- [TEXT EXTRACT]:
TWO RIVERS’ CURRICULUM
With that said, here is how I would answer the question of, “What is Two Rivers’ curriculum?”
Staying in line with our mission, our curriculum is defined by all of the knowledge, skills, and understandings that students must learn to be successful in and outside of school in the 21st century. Using the definition of curriculum above, we approach planning and instruction based on the learning outcomes that our students will need. We are intentional in providing experiences in and outside of class for students that will nurture them as lifelong learners and provide them with the knowledge, skills, and understandings to be successful.
EXPERT THINKING AND COMPLEX COMMUNICATION
With this in mind, our first priority in our curriculum is in developing our students’ expert thinking and complex communication skills. In other words, all of our curriculum whether in math, language arts, social studies, science, Spanish, the arts, physical education, and social learning is in service of helping our students to become flexible thinkers and problem solvers that can work effectively and collaboratively in diverse groups. Loosely defined, expert thinking includes the skills of critical thinking around a fund of knowledge, schema development, pattern recognition, and metacognition: skills necessary for solving complex problems that require multi-disciplinary expertise. Complex communication is defined as those skills that are necessary in working in teams. These interpersonal skills include the ability to communicate vast amounts of verbal and non-verbal information, cultivate trust with others, develop understanding, and negotiate different outcomes. Although these communication skills are the foundation of the skills students will need to be successful in a 21st century economy that requires teams of people to solve complex novel tasks, they are often ignored in school curriculum. These aspect of our curriculum are supported by the books: The New Division of Labor: How Computers are Creating the Next Job Market by Frank Levy and Richard Murnane and 21st Century Skills: Learning for Life in Our Times by Bernie Trilling and Charles Fadel. More information on 21st Century Skills can be found at http://www.p21.org/. Building upon a foundation of expert thinking and complex communication, we consider how we infuse every experience of learning with these cognitive and interpersonal skills. However, it is not possible to be an effective problem solver outside of any content or context.

- [DATASET CONTENT]:
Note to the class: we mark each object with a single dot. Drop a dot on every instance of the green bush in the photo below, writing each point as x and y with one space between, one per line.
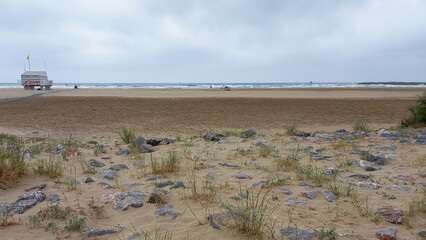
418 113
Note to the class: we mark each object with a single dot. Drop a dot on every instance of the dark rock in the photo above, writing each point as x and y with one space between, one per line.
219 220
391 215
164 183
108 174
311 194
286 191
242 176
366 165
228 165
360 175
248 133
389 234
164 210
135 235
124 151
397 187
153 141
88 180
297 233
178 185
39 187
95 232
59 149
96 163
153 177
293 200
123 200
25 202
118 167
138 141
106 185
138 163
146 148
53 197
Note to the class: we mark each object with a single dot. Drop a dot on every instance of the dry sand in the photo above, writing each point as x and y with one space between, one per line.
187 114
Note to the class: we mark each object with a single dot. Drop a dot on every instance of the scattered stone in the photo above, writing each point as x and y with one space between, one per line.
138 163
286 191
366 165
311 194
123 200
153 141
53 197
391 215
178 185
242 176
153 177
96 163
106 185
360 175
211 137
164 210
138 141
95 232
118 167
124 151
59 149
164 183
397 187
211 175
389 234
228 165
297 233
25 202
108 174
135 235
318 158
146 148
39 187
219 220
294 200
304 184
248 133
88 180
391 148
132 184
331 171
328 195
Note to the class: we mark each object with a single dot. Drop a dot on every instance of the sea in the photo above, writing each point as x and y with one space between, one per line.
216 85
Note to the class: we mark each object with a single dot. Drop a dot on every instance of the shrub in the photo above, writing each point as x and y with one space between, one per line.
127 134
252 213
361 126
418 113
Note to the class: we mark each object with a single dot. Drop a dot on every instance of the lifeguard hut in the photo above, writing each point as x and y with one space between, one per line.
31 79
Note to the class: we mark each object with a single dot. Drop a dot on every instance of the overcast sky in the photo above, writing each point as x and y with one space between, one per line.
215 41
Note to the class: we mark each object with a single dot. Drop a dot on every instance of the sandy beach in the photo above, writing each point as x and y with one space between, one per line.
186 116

- [WHAT TO DO]:
1 - Duplicate the passage of the Two Rivers curriculum text between "Staying in line" and "to be successful.", inclusive.
2 - Pick up the Two Rivers curriculum text where it stops and carry it forward.
The records are separate material, apart from the curriculum text.

- [ANSWER SET]:
1 -
Staying in line with our mission, our curriculum is defined by all of the knowledge, skills, and understandings that students must learn to be successful in and outside of school in the 21st century. Using the definition of curriculum above, we approach planning and instruction based on the learning outcomes that our students will need. We are intentional in providing experiences in and outside of class for students that will nurture them as lifelong learners and provide them with the knowledge, skills, and understandings to be successful.

2 -
CORE DISCIPLINES
This brings us to the core disciplines. I define these as core because they are the essential content and skills that schools and society have long recognized in the broadest terms to be the central curriculum for schools to impart. Within the core disciplines, I include English language arts skills, mathematics, social studies, and science.
Standards
We begin our thinking about these disciplines with the standards. Our school is standards-based in that standards give a framework and some definition to the content that we will cover each year. Currently, we utilize the Washington DC standards http://dcps.dc.gov/portal/site/DCPS/menuitem.06de50edb2b17a932c69621014f62010/?vgnextoid=3e7d112f62c32210VgnVCM100000416f0201RCRD&vgnextchannel=22aba12cbf242210VgnVCM100000416f0201RCRD&vgnextfmt=default published by the Office of the State Superintendent of Education in DC. (These standards will be replaced by the Common Core State Standards http://www.corestandards.org/ to be implemented in the 2014-2015 school year.) As a defining document, standards list expectations for what our students should know and be able to do in each grade level. However, as stated above, the standards as a list of basic skills and knowledge only act as a skeleton and do not define the full realm of skills, knowledge, and understandings that our students need to become successful life-long learners. In addition, individual standards often identify very specific skills that do not carry the same weight or relevance to more general skills identified in other standards. Thus as a document, teachers must make decisions about the resources of time and intensity of focus around any individual standard. Thus the standards documents are not effective tools for being the sole or only central defining component of a curriculum. That said, they do act as a framework foundation to begin our thinking about the core disciplines. Building on these frameworks, I would like to focus for a bit on each of the core disciplines separately.
English Language Arts
English Language Arts comprises the sets of knowledge, skills, and understandings that we use to communicate in English both verbally and in writing. Long considered a cornerstone of American public education’s curriculum and defined by two of the three “R’s” (reading and writing), the study of English is essential for helping our students become effective members of society and lifelong learners, but what exactly is it that we are teaching when we say that we teach English Language Arts. To define this component of our curriculum I further subdivided the discipline into three broad strands: reading, writing, and verbal skills.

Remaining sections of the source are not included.